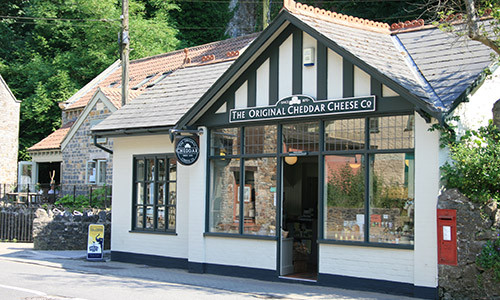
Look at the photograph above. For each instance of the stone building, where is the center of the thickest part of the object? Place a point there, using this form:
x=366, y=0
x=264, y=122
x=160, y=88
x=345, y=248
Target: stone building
x=70, y=151
x=314, y=157
x=9, y=131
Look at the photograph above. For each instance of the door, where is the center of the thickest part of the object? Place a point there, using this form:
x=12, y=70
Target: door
x=25, y=178
x=299, y=217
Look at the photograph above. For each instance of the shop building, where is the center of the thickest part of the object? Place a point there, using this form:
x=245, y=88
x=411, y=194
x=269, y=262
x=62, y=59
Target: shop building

■ Your task
Render every line of the records above as a JSON list of strings, one string per line, with blank lines and the pictures left out.

■ Problem solution
[
  "Look at the photograph above. For each instance of the stone building, where is the center of the thickest part of the object? Place a point there, using this form:",
  "x=366, y=0",
  "x=264, y=122",
  "x=160, y=88",
  "x=345, y=248",
  "Target: stone building",
  "x=70, y=151",
  "x=314, y=157",
  "x=9, y=131",
  "Look at the photograph above. For each instance of the door, where is the center of the thickest part of the object? Place a point there, using this form:",
  "x=12, y=70",
  "Target: door",
  "x=25, y=178",
  "x=299, y=217",
  "Look at the photograph above. For each instance of the shop building, where is the center of the thickest part of the object? Place a point there, using this form:",
  "x=245, y=88",
  "x=411, y=194",
  "x=269, y=262",
  "x=62, y=59",
  "Target: shop building"
]